> **WHAT IS EXPECTED**:
Only the text of the records belongs in the answer, copied exactly, with every picture omitted.

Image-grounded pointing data
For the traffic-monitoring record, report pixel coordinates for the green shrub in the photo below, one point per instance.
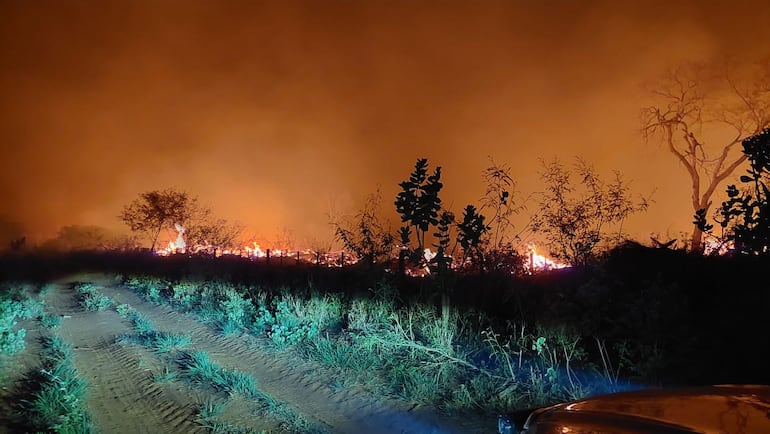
(85, 287)
(11, 341)
(50, 321)
(95, 302)
(123, 310)
(58, 405)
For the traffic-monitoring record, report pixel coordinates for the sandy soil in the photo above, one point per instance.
(123, 396)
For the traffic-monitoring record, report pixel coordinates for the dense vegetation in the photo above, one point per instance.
(639, 317)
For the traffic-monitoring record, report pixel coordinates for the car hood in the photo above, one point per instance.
(713, 409)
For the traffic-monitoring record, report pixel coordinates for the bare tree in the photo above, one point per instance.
(156, 210)
(365, 235)
(575, 217)
(701, 114)
(207, 231)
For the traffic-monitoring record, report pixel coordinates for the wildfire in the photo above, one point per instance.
(538, 262)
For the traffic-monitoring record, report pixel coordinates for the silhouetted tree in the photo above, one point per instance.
(469, 235)
(419, 203)
(499, 197)
(574, 221)
(695, 104)
(365, 235)
(156, 210)
(207, 231)
(443, 237)
(746, 214)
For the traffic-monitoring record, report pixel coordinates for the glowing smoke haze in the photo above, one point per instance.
(280, 113)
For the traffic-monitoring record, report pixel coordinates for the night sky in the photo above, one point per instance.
(277, 113)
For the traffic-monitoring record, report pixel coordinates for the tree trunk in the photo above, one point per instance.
(696, 240)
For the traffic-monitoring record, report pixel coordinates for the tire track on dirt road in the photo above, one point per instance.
(297, 383)
(121, 396)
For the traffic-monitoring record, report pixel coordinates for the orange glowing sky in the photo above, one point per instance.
(277, 112)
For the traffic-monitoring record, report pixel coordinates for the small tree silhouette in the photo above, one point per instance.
(365, 235)
(575, 220)
(746, 214)
(419, 203)
(469, 235)
(156, 210)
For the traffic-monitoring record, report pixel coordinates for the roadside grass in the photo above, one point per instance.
(57, 405)
(16, 303)
(414, 352)
(90, 298)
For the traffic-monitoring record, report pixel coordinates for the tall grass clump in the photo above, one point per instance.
(15, 303)
(291, 320)
(58, 405)
(147, 336)
(11, 340)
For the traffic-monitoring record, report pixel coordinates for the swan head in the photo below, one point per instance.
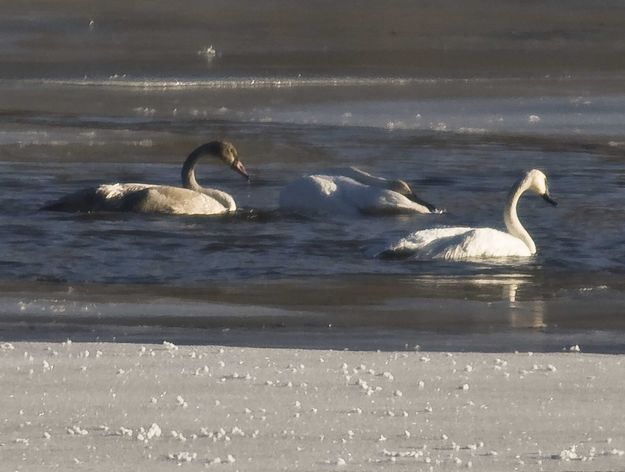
(401, 187)
(229, 155)
(536, 181)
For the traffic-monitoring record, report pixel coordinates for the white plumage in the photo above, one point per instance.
(464, 243)
(191, 199)
(350, 191)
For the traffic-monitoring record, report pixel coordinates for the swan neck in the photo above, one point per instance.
(188, 168)
(513, 224)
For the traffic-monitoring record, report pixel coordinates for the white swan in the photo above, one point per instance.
(459, 243)
(351, 191)
(193, 199)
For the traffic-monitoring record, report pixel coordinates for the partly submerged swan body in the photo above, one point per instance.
(351, 191)
(460, 243)
(191, 199)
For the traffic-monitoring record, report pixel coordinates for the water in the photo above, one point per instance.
(459, 120)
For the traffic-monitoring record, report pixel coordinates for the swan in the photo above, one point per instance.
(460, 243)
(193, 199)
(351, 191)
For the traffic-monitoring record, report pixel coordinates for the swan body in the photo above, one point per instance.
(350, 191)
(191, 199)
(464, 243)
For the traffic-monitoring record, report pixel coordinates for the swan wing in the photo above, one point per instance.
(101, 198)
(316, 194)
(339, 194)
(372, 200)
(459, 243)
(176, 200)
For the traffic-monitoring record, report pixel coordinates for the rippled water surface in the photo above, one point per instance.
(460, 137)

> **WRITTEN SOLUTION**:
For the traffic-monitoring record, report pixel coordinates for the green shrub in the photo below, one point per instance.
(85, 287)
(11, 341)
(50, 321)
(95, 302)
(123, 310)
(58, 405)
For the traffic-monitoring record, report pixel coordinates for the sandy soil in the photo above, one point per instance.
(123, 396)
For the traffic-monitoring record, report pixel coordinates for the dense vegetation in the photo above, one point per instance.
(639, 317)
For the traffic-monitoring record, report pixel coordinates for the car hood in the photo above, one point per instance.
(713, 409)
For the traffic-monitoring record, report pixel coordinates for the bare tree in the photo above, one point per instance.
(156, 210)
(365, 235)
(575, 217)
(701, 114)
(207, 231)
For the traffic-monitoring record, report pixel coordinates for the wildfire in the photo above, one point per instance.
(538, 262)
For the traffic-monitoring record, report pixel coordinates for the silhouetted tree in the photo above, one point per instance.
(469, 235)
(419, 203)
(499, 197)
(574, 221)
(695, 104)
(365, 235)
(156, 210)
(207, 231)
(443, 237)
(746, 214)
For the traffic-monitoring record, report pixel coordinates for the glowing smoke haze in the photo above, one point per instance.
(280, 113)
For the traffic-monitoring record, report pixel coordinates for the night sky in the photo above, one point per instance.
(277, 113)
For the traffic-monitoring record, report pixel coordinates for the tree trunk in the photo above, one point per instance.
(696, 240)
For the traffic-monitoring record, report pixel coordinates for the tire track on dirt road in the photo above, one point per instance.
(297, 383)
(121, 396)
For the traffic-monitoring record, report pixel coordinates for the orange glowing sky in the photo above, one point per instance.
(277, 112)
For the traffic-monitoring record, report pixel coordinates for the small tree silhouette in the photo above, one point per instance.
(365, 235)
(575, 220)
(746, 214)
(419, 203)
(469, 235)
(156, 210)
For the traffic-monitoring record, report pixel coordinates for the roadside grass in the photo above, one point per instance.
(57, 405)
(16, 303)
(414, 352)
(90, 298)
For the traffic-monitoring record, report pixel coordinates for the tall grass clump in the photo above, one point per instance.
(15, 303)
(291, 320)
(58, 405)
(147, 336)
(11, 340)
For the traffic-monitoring record, report pixel coordinates for the swan head in the photo below, one point per instance.
(401, 187)
(229, 155)
(536, 181)
For the traffic-monitoring record, report pixel coordinates for the white plumage in the photo above, one point per instance.
(464, 243)
(191, 199)
(350, 191)
For the traffic-monitoring record, report pixel coordinates for the swan neck in the photo above, one point per instance.
(188, 168)
(513, 224)
For the traffic-monitoring record, report pixel coordinates for the white swan in the photo above, one point per instance.
(459, 243)
(351, 191)
(193, 199)
For the traffic-monitoring record, report pixel coordinates for the partly submerged swan body in the photo above, one point per instance.
(351, 191)
(460, 243)
(191, 199)
For the traffic-monitoring record, report pixel coordinates for the water in the photo above, one point per instance.
(459, 120)
For the traffic-monitoring record, report pixel coordinates for the swan in the photo above, one point per instance.
(460, 243)
(193, 199)
(351, 191)
For the traffic-monitoring record, report pixel coordinates for the swan body in the photo above, one point per instance.
(350, 191)
(191, 199)
(464, 243)
For the traffic-monitoring record, report pixel coordinates for the swan wing in the photo above, one point per instance.
(101, 198)
(316, 194)
(339, 194)
(372, 200)
(459, 243)
(176, 200)
For the traffic-monitoring record, report pixel coordinates for the rippled water surface in the photo above, one point per instance.
(460, 137)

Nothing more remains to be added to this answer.